§ **WORK TO COMPLETE**
Each entry below is to be duplicated verbatim.
[DATA RECORDS Boundary: Start]
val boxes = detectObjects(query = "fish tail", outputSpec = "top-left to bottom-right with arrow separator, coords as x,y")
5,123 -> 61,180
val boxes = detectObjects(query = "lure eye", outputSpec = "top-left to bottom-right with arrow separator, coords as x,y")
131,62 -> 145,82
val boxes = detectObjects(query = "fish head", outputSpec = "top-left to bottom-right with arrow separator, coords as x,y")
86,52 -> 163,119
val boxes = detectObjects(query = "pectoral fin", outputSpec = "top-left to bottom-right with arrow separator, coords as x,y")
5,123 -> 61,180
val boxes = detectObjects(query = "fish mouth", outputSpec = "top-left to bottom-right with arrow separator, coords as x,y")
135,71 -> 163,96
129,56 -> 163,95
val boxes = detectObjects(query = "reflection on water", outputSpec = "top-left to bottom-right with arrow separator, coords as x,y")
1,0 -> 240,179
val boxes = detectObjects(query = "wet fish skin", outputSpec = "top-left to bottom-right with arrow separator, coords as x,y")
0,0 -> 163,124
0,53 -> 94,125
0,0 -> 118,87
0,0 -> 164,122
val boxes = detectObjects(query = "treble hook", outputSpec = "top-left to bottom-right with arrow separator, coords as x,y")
[DATA RECORDS Boundary: End]
§ **EXERCISE OUTPUT**
val boxes = detectObjects(query = "fish tail", outputSpec = "top-left to bottom-right with arrow separator, coords as x,y")
5,123 -> 61,180
val boxes = detectObjects(query = "lure eye", outputSpec = "top-left to bottom-right with arrow separator, coords as x,y")
131,62 -> 145,82
val boxes = detectObjects(query = "fish head", outputSpec = "top-left to bottom-right with arrow separator, coords as x,y")
86,52 -> 163,119
val boxes = detectObjects(query = "pectoral fin", outputSpec = "top-left to bottom-right with arrow separator, coords as x,y")
5,123 -> 61,180
val boxes = detectObjects(query = "fish mouth", outputSpec = "top-left to bottom-right with arrow separator, coords as x,y")
135,71 -> 163,96
129,56 -> 163,95
val boxes = detectObjects(query = "reflection on water", outputSpec = "top-left to bottom-right with arrow separator, coords as x,y")
1,0 -> 240,179
val boxes = detectObjects(query = "wet fish skin", outputSpec = "top-left to bottom-right with arrow separator, coords as x,y")
0,0 -> 163,124
0,53 -> 94,125
0,0 -> 118,87
0,0 -> 164,122
val boxes = detectObjects(query = "treble hook", outputSpec = "top-left to bottom-right with arrow separator, coords as x,y")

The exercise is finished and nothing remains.